Excerpt from a dataset

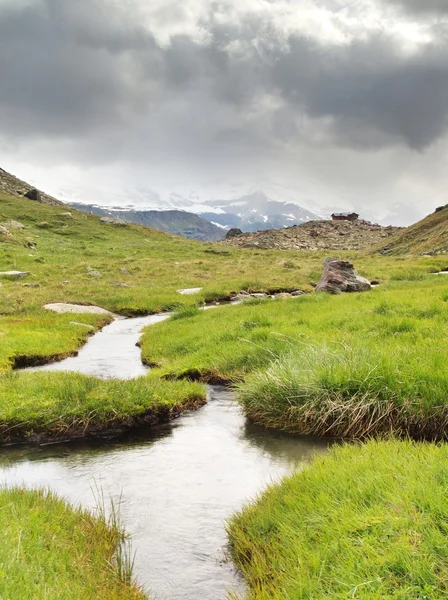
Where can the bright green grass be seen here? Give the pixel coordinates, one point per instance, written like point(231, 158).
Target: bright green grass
point(349, 365)
point(50, 551)
point(44, 336)
point(367, 522)
point(61, 405)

• _Stated exercise_: Repeat each entry precisely as it appears. Leave the pictures out.

• _Correct output_:
Where can the bright green grass be seen here? Give the pixel coordinates, one point per instance, written like point(231, 158).
Target: bright green grass
point(349, 365)
point(50, 551)
point(44, 336)
point(367, 522)
point(61, 405)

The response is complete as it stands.